━━ MATERIAL FORNECIDO
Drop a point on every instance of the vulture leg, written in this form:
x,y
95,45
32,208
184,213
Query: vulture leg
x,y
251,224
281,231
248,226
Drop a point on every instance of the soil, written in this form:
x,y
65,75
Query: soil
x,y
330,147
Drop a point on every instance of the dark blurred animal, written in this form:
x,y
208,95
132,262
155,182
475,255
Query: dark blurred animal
━━━━
━━ MATERIAL FORNECIDO
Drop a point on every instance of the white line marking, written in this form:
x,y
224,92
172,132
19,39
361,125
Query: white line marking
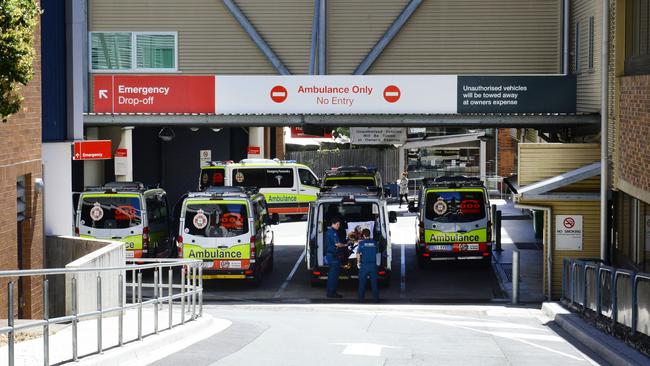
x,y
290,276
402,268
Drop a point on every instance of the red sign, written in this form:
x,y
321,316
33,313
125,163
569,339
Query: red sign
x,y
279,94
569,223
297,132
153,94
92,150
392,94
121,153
━━━━
• _OBJETIVO_
Altere o trecho do material que começa na linha com "Drop a point on every instance of the dark" e termina na linha com "Query: dark blurred animal", incluindo ambas, trocando "blurred" por "blurry" e mantendo todo o resto igual. Apresente só esse trecho.

• _RESPOSTA ESCRITA_
Drop a point on every instance of the dark blurry animal, written in this form:
x,y
208,95
132,262
155,182
475,255
Query: dark blurry animal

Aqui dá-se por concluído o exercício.